**To be done:** Reproduce word for word the lines of the records below, starting with the line that contains "Where can you find the tile" and going on through the very last line of the records.
┌─ Entries supplied
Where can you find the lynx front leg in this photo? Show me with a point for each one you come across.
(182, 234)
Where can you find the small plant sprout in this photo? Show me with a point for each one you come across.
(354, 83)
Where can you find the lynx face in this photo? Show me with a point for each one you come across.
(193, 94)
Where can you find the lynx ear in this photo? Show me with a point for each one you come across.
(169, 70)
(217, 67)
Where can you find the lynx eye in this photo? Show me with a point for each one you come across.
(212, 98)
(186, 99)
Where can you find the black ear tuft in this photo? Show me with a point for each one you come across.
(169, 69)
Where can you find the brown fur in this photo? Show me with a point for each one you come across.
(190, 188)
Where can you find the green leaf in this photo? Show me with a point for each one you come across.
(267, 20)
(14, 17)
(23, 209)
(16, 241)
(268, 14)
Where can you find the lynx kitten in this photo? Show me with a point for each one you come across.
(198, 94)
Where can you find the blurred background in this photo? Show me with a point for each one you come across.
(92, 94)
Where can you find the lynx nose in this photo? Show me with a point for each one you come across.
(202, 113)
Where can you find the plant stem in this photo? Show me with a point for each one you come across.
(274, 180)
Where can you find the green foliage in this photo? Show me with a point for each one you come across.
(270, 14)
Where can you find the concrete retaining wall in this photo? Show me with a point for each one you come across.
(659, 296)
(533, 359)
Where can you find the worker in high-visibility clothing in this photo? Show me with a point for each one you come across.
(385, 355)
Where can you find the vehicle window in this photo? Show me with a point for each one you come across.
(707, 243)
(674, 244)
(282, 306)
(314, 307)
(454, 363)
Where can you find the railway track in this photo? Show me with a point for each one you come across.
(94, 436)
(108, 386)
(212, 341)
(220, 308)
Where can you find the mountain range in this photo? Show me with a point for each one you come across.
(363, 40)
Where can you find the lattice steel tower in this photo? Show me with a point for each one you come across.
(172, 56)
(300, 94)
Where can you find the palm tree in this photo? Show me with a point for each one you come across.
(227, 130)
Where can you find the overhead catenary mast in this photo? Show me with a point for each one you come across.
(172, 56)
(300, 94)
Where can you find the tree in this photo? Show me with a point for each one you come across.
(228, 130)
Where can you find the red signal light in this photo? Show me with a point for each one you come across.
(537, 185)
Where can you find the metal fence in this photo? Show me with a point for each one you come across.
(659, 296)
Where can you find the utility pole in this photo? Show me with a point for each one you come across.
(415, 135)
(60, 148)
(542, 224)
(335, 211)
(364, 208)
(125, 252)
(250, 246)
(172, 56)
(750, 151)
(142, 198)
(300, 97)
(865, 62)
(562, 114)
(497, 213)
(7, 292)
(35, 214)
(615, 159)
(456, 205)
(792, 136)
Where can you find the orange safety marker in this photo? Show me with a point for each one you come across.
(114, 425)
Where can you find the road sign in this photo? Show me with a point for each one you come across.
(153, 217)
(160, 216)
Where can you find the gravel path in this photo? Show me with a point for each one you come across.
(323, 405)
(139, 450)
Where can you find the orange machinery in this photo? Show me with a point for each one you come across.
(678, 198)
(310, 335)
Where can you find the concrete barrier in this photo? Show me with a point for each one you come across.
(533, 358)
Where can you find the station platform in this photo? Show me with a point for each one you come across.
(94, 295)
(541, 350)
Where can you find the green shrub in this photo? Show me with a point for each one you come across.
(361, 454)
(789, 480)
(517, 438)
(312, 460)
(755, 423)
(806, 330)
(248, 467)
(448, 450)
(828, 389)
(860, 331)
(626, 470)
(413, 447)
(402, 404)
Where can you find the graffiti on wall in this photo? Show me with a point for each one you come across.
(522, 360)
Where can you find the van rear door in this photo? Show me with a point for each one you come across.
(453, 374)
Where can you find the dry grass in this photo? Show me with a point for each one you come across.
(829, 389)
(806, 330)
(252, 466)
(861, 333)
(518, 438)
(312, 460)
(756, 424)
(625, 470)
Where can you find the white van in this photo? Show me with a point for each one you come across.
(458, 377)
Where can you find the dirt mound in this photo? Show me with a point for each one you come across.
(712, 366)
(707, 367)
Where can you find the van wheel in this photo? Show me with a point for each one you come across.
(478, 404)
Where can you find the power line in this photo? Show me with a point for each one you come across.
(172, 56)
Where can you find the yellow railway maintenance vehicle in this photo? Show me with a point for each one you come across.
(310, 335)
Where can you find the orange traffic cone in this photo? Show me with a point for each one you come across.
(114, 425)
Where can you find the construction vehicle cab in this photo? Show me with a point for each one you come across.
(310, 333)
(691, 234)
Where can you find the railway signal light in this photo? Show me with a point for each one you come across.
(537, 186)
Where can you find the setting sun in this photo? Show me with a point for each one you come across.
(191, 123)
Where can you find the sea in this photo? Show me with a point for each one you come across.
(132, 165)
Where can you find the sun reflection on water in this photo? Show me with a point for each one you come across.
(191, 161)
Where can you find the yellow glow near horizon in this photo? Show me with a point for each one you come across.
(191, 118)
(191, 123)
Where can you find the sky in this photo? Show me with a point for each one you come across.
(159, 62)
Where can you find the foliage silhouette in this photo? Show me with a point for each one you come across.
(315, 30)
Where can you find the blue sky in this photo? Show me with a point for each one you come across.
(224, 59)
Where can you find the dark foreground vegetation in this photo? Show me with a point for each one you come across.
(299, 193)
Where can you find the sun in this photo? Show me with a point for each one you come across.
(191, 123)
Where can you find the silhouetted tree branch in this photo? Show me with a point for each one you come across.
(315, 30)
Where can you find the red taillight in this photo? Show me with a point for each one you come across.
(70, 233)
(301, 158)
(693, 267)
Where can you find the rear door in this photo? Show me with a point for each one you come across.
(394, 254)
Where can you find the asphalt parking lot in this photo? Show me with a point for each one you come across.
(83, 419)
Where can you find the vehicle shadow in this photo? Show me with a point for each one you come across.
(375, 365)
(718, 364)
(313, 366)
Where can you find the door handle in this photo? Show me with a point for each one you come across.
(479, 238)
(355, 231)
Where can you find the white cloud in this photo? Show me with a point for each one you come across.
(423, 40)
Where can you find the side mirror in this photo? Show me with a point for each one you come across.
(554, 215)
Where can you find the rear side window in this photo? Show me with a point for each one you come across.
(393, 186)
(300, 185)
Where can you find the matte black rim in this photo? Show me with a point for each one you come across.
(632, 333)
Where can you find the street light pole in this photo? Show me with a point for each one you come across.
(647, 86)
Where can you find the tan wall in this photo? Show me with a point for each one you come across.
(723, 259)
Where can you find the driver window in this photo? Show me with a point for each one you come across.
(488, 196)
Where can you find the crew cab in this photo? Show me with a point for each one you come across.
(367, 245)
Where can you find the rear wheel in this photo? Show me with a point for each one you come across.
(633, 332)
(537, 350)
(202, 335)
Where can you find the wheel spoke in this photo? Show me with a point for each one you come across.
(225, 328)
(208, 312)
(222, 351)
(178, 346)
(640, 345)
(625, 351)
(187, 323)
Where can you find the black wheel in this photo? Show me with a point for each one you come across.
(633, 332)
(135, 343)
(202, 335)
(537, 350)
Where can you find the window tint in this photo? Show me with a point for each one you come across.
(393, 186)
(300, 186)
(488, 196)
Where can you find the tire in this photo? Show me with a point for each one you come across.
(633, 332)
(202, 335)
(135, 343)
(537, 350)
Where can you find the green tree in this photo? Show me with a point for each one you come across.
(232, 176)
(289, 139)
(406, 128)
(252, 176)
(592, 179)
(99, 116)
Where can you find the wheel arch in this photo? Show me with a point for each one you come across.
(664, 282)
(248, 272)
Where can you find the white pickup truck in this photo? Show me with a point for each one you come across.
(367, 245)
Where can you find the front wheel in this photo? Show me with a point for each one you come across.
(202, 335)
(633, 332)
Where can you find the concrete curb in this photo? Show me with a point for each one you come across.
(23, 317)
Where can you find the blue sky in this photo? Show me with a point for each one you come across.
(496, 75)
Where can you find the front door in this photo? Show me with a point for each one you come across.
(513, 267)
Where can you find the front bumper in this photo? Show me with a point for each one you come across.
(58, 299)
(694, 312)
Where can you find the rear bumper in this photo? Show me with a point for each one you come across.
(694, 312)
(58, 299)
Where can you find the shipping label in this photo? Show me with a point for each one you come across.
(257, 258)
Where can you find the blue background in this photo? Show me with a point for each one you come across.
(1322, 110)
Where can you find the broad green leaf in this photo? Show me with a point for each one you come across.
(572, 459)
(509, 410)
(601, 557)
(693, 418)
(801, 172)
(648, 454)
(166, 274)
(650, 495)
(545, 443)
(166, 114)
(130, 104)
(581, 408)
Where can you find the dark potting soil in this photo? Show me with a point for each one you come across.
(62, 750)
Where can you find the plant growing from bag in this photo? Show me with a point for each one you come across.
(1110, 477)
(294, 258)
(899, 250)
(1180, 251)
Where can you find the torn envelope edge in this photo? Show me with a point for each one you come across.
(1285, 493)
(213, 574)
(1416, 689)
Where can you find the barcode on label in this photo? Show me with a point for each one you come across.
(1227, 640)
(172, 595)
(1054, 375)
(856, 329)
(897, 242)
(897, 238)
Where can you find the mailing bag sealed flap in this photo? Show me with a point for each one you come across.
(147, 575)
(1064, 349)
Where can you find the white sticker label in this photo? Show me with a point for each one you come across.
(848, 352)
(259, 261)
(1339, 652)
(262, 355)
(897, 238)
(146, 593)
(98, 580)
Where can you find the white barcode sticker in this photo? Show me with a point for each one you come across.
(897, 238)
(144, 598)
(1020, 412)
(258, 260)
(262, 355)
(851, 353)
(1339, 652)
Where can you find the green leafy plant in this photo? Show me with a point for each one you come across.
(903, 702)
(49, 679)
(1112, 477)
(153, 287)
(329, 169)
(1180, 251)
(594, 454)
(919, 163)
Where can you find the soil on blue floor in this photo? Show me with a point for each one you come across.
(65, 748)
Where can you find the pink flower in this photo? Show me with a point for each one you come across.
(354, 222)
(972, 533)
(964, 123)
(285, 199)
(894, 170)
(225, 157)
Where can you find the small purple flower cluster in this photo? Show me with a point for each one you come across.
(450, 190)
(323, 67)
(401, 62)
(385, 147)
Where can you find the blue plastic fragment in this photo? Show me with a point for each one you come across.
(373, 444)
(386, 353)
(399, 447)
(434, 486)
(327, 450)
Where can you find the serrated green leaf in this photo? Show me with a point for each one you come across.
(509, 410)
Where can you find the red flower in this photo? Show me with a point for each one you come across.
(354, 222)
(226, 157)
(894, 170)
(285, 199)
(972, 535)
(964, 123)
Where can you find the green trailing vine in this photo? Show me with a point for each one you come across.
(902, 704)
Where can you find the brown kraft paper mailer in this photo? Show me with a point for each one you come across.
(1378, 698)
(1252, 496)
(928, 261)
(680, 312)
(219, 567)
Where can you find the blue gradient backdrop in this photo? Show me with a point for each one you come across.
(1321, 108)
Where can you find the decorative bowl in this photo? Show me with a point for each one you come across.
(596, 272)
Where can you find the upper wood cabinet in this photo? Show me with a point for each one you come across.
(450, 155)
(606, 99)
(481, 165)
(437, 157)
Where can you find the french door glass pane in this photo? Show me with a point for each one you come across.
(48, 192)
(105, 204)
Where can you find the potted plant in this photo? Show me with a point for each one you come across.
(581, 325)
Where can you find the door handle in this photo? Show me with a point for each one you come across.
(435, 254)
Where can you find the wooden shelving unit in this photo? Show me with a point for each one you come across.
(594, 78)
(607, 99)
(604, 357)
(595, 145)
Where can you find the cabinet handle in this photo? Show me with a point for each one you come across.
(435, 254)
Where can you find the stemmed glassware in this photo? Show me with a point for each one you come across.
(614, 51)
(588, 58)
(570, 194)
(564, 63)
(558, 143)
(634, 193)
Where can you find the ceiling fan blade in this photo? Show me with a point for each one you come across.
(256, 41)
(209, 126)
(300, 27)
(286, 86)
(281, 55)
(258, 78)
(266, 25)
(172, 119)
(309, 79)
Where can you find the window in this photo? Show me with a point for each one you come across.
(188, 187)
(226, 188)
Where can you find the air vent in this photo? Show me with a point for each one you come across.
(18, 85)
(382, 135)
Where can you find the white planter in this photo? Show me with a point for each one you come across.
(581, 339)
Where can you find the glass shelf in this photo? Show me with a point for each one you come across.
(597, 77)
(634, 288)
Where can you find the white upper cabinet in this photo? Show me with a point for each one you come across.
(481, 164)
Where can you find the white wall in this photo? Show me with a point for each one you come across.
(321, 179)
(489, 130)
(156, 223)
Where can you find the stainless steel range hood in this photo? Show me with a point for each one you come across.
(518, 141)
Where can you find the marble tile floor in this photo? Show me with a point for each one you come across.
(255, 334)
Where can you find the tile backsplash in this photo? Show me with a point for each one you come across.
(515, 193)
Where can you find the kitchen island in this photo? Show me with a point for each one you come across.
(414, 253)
└─
**The output:**
Where can you find the tile backsplash in this photo? Show me with a point for each one you come across.
(515, 193)
Where can you find the kitchen island in this photo? Show me with a point for each one you come across.
(414, 253)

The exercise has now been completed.